** What you need to do **
Exactly as shown, give the full listing again.

** Input for this task **

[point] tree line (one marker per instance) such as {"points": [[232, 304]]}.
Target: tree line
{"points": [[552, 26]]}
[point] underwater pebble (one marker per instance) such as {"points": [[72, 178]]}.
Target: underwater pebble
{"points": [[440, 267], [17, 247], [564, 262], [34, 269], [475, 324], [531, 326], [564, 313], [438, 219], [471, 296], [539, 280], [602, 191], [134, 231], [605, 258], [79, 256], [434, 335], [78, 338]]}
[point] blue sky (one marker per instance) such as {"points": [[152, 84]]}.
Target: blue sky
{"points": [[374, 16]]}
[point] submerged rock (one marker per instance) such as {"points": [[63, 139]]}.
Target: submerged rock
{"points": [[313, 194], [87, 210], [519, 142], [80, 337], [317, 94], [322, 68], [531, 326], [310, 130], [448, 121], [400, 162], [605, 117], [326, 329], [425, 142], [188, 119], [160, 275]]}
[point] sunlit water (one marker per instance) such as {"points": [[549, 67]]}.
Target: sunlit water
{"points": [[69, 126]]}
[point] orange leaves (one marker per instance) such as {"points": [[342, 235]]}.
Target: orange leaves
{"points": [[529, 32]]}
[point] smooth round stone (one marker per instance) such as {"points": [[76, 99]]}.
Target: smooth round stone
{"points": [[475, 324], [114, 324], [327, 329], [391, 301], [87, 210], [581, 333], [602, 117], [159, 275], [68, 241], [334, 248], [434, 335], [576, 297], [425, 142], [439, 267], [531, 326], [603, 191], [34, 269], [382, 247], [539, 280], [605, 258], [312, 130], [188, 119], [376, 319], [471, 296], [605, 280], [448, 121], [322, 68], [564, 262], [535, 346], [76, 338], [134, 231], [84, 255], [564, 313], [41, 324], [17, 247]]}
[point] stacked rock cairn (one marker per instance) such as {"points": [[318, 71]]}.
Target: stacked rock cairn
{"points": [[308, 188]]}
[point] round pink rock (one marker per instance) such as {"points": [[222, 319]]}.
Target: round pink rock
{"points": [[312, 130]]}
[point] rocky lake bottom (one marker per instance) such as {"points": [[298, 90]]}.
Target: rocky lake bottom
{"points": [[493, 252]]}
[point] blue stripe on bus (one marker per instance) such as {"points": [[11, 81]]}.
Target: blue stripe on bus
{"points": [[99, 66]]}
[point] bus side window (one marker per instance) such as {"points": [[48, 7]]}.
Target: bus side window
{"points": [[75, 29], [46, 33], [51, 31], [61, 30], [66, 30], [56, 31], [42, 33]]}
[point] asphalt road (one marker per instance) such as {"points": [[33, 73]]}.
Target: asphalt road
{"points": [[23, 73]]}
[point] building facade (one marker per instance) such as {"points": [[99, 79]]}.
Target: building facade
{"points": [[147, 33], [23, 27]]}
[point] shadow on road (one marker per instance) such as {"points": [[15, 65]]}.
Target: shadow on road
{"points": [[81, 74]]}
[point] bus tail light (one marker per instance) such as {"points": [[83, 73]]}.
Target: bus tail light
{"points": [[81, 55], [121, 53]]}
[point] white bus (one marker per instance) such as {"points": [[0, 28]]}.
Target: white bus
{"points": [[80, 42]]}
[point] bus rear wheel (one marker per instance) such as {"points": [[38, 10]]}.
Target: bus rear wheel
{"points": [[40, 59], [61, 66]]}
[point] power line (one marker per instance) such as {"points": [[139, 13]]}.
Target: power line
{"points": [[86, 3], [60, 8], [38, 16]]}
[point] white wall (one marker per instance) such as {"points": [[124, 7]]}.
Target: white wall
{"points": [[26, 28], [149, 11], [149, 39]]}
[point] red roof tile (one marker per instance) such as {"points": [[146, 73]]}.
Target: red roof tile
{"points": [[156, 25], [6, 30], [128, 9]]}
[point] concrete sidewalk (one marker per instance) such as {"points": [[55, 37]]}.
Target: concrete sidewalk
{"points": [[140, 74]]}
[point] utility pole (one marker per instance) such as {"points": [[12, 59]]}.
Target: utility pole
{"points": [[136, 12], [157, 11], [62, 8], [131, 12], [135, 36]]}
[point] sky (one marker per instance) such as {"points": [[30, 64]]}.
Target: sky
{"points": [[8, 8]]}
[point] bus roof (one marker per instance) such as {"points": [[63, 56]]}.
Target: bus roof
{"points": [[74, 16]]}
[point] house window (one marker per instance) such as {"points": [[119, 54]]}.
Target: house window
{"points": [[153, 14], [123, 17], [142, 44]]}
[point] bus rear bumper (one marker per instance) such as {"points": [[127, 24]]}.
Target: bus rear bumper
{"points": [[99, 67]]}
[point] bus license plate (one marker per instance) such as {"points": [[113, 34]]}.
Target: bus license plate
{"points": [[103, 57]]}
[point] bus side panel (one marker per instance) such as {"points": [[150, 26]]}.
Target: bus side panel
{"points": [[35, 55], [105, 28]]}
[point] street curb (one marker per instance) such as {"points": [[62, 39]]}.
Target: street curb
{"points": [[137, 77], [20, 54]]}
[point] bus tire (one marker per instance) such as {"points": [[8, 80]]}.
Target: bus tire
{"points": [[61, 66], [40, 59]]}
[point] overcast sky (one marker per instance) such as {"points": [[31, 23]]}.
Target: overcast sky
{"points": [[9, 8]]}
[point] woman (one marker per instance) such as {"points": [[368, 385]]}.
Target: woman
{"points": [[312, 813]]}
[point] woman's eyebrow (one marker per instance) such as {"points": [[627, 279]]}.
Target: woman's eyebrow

** Result of the exercise **
[point] tree line (one marker per instance) such as {"points": [[232, 304]]}.
Target: tree line
{"points": [[552, 26]]}
[point] underwater pebble (one marker per instance) such as {"points": [[72, 178]]}.
Target: underwater pebble
{"points": [[440, 267], [17, 247], [564, 262], [34, 269], [475, 324], [531, 326], [564, 313], [438, 219], [471, 296], [539, 280], [602, 191], [134, 231], [605, 258], [79, 256], [434, 335], [78, 338]]}
[point] blue sky (one marker per instance) such as {"points": [[152, 84]]}.
Target: blue sky
{"points": [[374, 16]]}
[point] submerged rock (one marker per instance) such as {"points": [[63, 139]]}.
Target: submerged rock
{"points": [[313, 194], [87, 210], [519, 142], [80, 337], [317, 94], [322, 68], [531, 326], [310, 130], [448, 121], [400, 162], [605, 117], [326, 329], [425, 142], [188, 119], [160, 275]]}
[point] sunlit water (one marker per instance) such as {"points": [[549, 67]]}.
Target: sunlit water
{"points": [[69, 126]]}
[point] orange leaves (one marker per instance) such as {"points": [[342, 235]]}.
Target: orange leaves
{"points": [[529, 32]]}
[point] smooth round stone (one marker per instance) such as {"points": [[76, 99]]}.
Target: smooth round stone
{"points": [[475, 324], [114, 324], [327, 329], [391, 301], [87, 210], [581, 333], [602, 117], [159, 275], [68, 241], [334, 248], [434, 335], [576, 297], [425, 142], [439, 267], [531, 326], [603, 191], [34, 269], [382, 247], [539, 280], [605, 258], [312, 130], [188, 119], [376, 319], [471, 296], [605, 280], [448, 121], [322, 68], [564, 262], [535, 346], [76, 338], [134, 231], [84, 255], [564, 313], [41, 324], [17, 247]]}
[point] stacked rock cairn (one marker per instance) such as {"points": [[318, 71]]}.
Target: stacked rock cairn
{"points": [[308, 188]]}
[point] round pink rock (one marker per instance) such as {"points": [[222, 319]]}.
Target: round pink rock
{"points": [[312, 130]]}
[point] rocky lake bottom (one marker per instance) such as {"points": [[298, 90]]}.
Target: rocky lake bottom
{"points": [[493, 252]]}
[point] blue stripe on bus (one marker per instance) such as {"points": [[11, 81]]}.
Target: blue stripe on bus
{"points": [[99, 66]]}
[point] bus side window (one marker per instance) such as {"points": [[48, 7]]}.
Target: bus side window
{"points": [[75, 29], [46, 33], [51, 31], [61, 30], [66, 30], [56, 31], [42, 33]]}
[point] asphalt road (one marker per instance) such as {"points": [[33, 73]]}.
Target: asphalt road
{"points": [[23, 73]]}
[point] building facade (one marker per instance) such as {"points": [[99, 79]]}.
Target: building facade
{"points": [[147, 33], [23, 27]]}
[point] shadow on road (one marker per instance) such as {"points": [[15, 65]]}.
Target: shadow on road
{"points": [[81, 74]]}
[point] bus tail light (one marker per instance) such as {"points": [[83, 73]]}.
Target: bus tail light
{"points": [[81, 55], [121, 53]]}
[point] white bus (one marker per instance) such as {"points": [[0, 28]]}.
Target: white bus
{"points": [[80, 42]]}
[point] bus rear wheel (one marker per instance) such as {"points": [[38, 10]]}.
Target: bus rear wheel
{"points": [[40, 59], [61, 66]]}
[point] power line (one marker per instance) such as {"points": [[139, 13]]}.
Target: power line
{"points": [[86, 3], [60, 8], [38, 16]]}
[point] white wall (one marker per instance) such as {"points": [[124, 7]]}.
Target: white wall
{"points": [[26, 28], [149, 11], [149, 39]]}
[point] red roof tile (one marker per instance) such as {"points": [[146, 73]]}.
Target: red roof tile
{"points": [[156, 25], [6, 30], [128, 9]]}
[point] concrete sidewalk (one marker per instance) such as {"points": [[55, 37]]}.
Target: concrete sidewalk
{"points": [[140, 74]]}
[point] utility pole (one marker per instance) such as {"points": [[12, 59]]}.
Target: utility pole
{"points": [[136, 12], [157, 11], [62, 8], [131, 12], [135, 36]]}
[point] sky (one marker per instance) such as {"points": [[30, 64]]}.
Target: sky
{"points": [[8, 8]]}
[point] bus roof (one marker per instance) such as {"points": [[63, 56]]}.
Target: bus roof
{"points": [[74, 16]]}
[point] house window (one marker per instance) such as {"points": [[119, 54]]}.
Target: house window
{"points": [[153, 14], [123, 17], [142, 44]]}
[point] bus rear bumper (one marker per instance) such as {"points": [[127, 24]]}.
Target: bus rear bumper
{"points": [[99, 67]]}
[point] bus license plate (one marker per instance) such as {"points": [[113, 34]]}.
Target: bus license plate
{"points": [[103, 57]]}
[point] bus side panel (one marker per instance) such as {"points": [[150, 26]]}.
Target: bus side panel
{"points": [[35, 55], [105, 28]]}
[point] street curb (one marker per instance) such as {"points": [[62, 39]]}.
Target: street curb
{"points": [[137, 77], [20, 54]]}
[point] bus tire (one marker per instance) such as {"points": [[8, 80]]}.
Target: bus tire
{"points": [[61, 66], [40, 59]]}
[point] overcast sky (one marker per instance) such as {"points": [[31, 23]]}.
Target: overcast sky
{"points": [[9, 8]]}
[point] woman (one marker per instance) such as {"points": [[368, 385]]}.
Target: woman
{"points": [[312, 813]]}
[point] woman's eyebrow (one marker per instance) such as {"points": [[627, 279]]}.
Target: woman's eyebrow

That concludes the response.